++++ QUOTED PASSAGE

It’s been over a year since oncology nurse Maria Mendoza-Sanchez and her husband were deported to Mexico, becoming emblematic of the Trump administration’s cruel tactics targeting immigrants with no criminal record while simultaneously claiming the exact opposite. With three older children choosing to remain here, Mendoza-Sanchez pledged to keep fighting in order return home to the U.S. Last Friday, she found out she had won that fight.
“The journey home required a winning ticket in a visa lottery this spring, then a series of approvals from agencies in a Trump administration that has taken an increasingly hard line on immigration from Latin America,” the San Francisco Chronicle reported. “The visa is an H-1B, reserved for skilled workers such as nurses in hospital cancer wards.”
That visa, sponsored by the Oakland, California hospital where she had so lovingly helped care for her patients, will allow her to live and work here for six years, and, most importantly, be with her kids again. “I’m very happy,” she said, with the Associated Press (AP) reporting that the family will continue fighting to return dad Eusebio. “I can’t wait to see those kids and hug them and help them.”
Despite support from leaders including U.S. Sen. Dianne Feinstein last year, Immigration and Customs Enforcement (ICE) made Mendoza-Sanchez a priority for deportation, even though she had no criminal record and had been checking in with them for years. That changed following Donald Trump’s inauguration.

++++++++
++++ RECORD EXCERPTS

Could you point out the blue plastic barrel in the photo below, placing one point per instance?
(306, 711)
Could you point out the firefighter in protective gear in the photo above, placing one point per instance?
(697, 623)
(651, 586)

++++++++

- PROBLEM TO SOLVE
According to the article on Maria Mendoza-Sanchez, for how many years will her H-1B visa allow her to live and work in the U.S.? The dataset entries are material separate from the article.

- ANSWER FOR THIS EXERCISE
Six years.